EXERCISE DESCRIPTION: Copy the records below exactly, leaving out every picture.

** begin DATASET RECORDS **

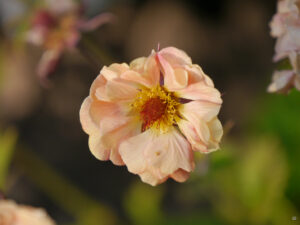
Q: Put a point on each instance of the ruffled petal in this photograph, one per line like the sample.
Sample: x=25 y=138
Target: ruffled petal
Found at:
x=198 y=91
x=202 y=109
x=216 y=133
x=114 y=70
x=144 y=71
x=165 y=152
x=87 y=123
x=152 y=177
x=203 y=136
x=196 y=75
x=174 y=79
x=113 y=131
x=175 y=56
x=180 y=175
x=170 y=152
x=281 y=81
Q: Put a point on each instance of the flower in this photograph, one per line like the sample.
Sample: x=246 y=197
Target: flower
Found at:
x=285 y=26
x=152 y=114
x=284 y=80
x=13 y=214
x=58 y=27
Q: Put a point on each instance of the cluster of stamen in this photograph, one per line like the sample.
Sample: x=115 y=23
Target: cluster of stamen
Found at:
x=157 y=108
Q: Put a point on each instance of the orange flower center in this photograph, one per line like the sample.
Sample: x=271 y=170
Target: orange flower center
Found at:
x=157 y=108
x=152 y=111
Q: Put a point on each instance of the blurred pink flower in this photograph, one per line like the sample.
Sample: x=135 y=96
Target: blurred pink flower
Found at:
x=58 y=27
x=151 y=114
x=284 y=80
x=285 y=26
x=13 y=214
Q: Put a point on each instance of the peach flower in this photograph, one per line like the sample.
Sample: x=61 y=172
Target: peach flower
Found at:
x=285 y=26
x=284 y=80
x=152 y=114
x=57 y=27
x=13 y=214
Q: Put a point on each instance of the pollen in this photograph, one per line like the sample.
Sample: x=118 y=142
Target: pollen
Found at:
x=157 y=108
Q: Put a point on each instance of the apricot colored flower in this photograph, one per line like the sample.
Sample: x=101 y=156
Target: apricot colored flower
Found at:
x=13 y=214
x=285 y=26
x=57 y=27
x=284 y=80
x=152 y=114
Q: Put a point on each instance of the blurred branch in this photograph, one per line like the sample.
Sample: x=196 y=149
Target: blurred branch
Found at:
x=83 y=207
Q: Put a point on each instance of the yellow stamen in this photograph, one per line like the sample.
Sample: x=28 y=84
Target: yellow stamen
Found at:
x=157 y=108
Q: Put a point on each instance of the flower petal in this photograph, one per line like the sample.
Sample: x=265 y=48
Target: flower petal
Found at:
x=197 y=134
x=166 y=152
x=196 y=75
x=144 y=71
x=174 y=79
x=152 y=177
x=281 y=81
x=204 y=110
x=199 y=91
x=87 y=123
x=175 y=56
x=180 y=175
x=113 y=131
x=114 y=70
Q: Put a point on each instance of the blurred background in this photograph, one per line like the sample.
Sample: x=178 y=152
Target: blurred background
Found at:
x=44 y=157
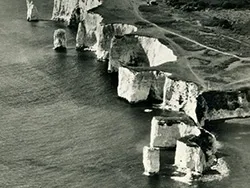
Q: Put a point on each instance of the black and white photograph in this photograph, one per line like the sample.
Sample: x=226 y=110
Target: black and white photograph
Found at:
x=124 y=94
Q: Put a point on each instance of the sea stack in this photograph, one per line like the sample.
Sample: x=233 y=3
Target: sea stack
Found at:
x=32 y=12
x=166 y=130
x=151 y=160
x=60 y=40
x=195 y=153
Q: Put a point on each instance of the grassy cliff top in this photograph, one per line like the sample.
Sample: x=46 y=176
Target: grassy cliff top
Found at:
x=213 y=46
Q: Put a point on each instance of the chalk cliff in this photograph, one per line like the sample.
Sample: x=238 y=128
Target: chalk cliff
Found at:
x=219 y=105
x=165 y=131
x=138 y=51
x=196 y=153
x=72 y=11
x=96 y=35
x=137 y=84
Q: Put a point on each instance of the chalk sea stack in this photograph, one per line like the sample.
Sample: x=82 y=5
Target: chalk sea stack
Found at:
x=32 y=12
x=60 y=40
x=166 y=130
x=151 y=160
x=195 y=153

** end DATASET RECORDS **

WORKED ANSWER:
Q: Put a point on each instance of the ruffled petal in this photograph, one per line like the sample.
Sample: x=25 y=138
Target: ruffled petal
Found at:
x=198 y=91
x=202 y=109
x=216 y=133
x=114 y=70
x=144 y=71
x=165 y=152
x=87 y=123
x=152 y=177
x=203 y=136
x=196 y=75
x=174 y=79
x=113 y=131
x=175 y=56
x=180 y=175
x=170 y=152
x=281 y=81
Q: Put a point on each instance of the flower in this photograph, one per line like the sample.
Sample: x=246 y=197
Target: flower
Found at:
x=285 y=26
x=152 y=114
x=284 y=80
x=13 y=214
x=58 y=27
Q: Put a point on each instance of the cluster of stamen in this photograph, one per line like the sample.
Sample: x=115 y=23
Target: cluster of stamen
Found at:
x=157 y=108
Q: Put a point on each instance of the orange flower center in this photograph, one per line like the sample.
Sample: x=271 y=170
Target: orange flower center
Found at:
x=157 y=108
x=152 y=111
Q: Put a point on each instance of the blurred pink flower in this photograph, one per line like the sample.
Sample: x=135 y=96
Target: blurred pink flower
Found at:
x=58 y=27
x=151 y=114
x=284 y=80
x=285 y=26
x=13 y=214
Q: Put a point on each instance of the peach flower in this photograph, one per line like the sample.
Sample: x=61 y=172
Target: peach flower
Found at:
x=285 y=26
x=284 y=80
x=152 y=114
x=57 y=27
x=13 y=214
Q: Put a point on each instance of the pollen in this photograph, one per line like the sample.
Sample: x=118 y=142
Target: pollen
Found at:
x=157 y=108
Q: Put a point on each instance of the apricot colored flower in this photograph, one per line like the sample.
Sample: x=101 y=156
Target: apricot colored flower
Found at:
x=13 y=214
x=285 y=26
x=57 y=27
x=284 y=80
x=152 y=114
Q: Put a point on each instance of the blurred branch in this photograph, one per line like the sample.
Sample: x=196 y=149
Target: blurred branch
Found at:
x=83 y=207
Q: Put a point on each instance of the yellow stamen in this photograph, one per line like the sample.
Sample: x=28 y=84
Target: yellow stamen
Found at:
x=157 y=108
Q: Put a point on each instance of the flower petal in this photograph, one per line like the sample.
Sample: x=265 y=48
Target: flower petal
Found at:
x=197 y=134
x=166 y=152
x=196 y=75
x=144 y=71
x=174 y=79
x=152 y=177
x=281 y=81
x=204 y=110
x=199 y=91
x=87 y=123
x=175 y=56
x=180 y=175
x=113 y=131
x=114 y=70
Q: Put a point on each instance of the blurred background in this photograph, one per line like the sample.
Sample: x=178 y=152
Target: blurred background
Found at:
x=44 y=157
Q: Put a point on each instance of the black and white photograph in this photograph, one per line like the sample.
Sample: x=226 y=110
Target: black and white photograph
Found at:
x=124 y=94
Q: Put a point on each instance of the sea stack in this photograph, one per line like the sample.
Sample: x=233 y=3
Target: sea stack
Found at:
x=32 y=12
x=166 y=130
x=151 y=160
x=60 y=40
x=195 y=153
Q: Put a point on each instance of the grassy cliff top in this photograph, one per line like the sample.
Sample: x=46 y=176
Target: grassy cliff top
Found at:
x=213 y=46
Q: Put a point on each instance of the chalk cliff in this photograph, one per line like the sample.
Sample: x=238 y=128
Target: chalk cliff
Found at:
x=219 y=105
x=165 y=131
x=138 y=51
x=196 y=153
x=72 y=11
x=96 y=35
x=137 y=84
Q: Put a point on each instance of the chalk sea stack in this photograph, one per line like the sample.
Sample: x=82 y=5
Target: chalk sea stack
Found at:
x=32 y=12
x=60 y=40
x=166 y=130
x=151 y=160
x=195 y=153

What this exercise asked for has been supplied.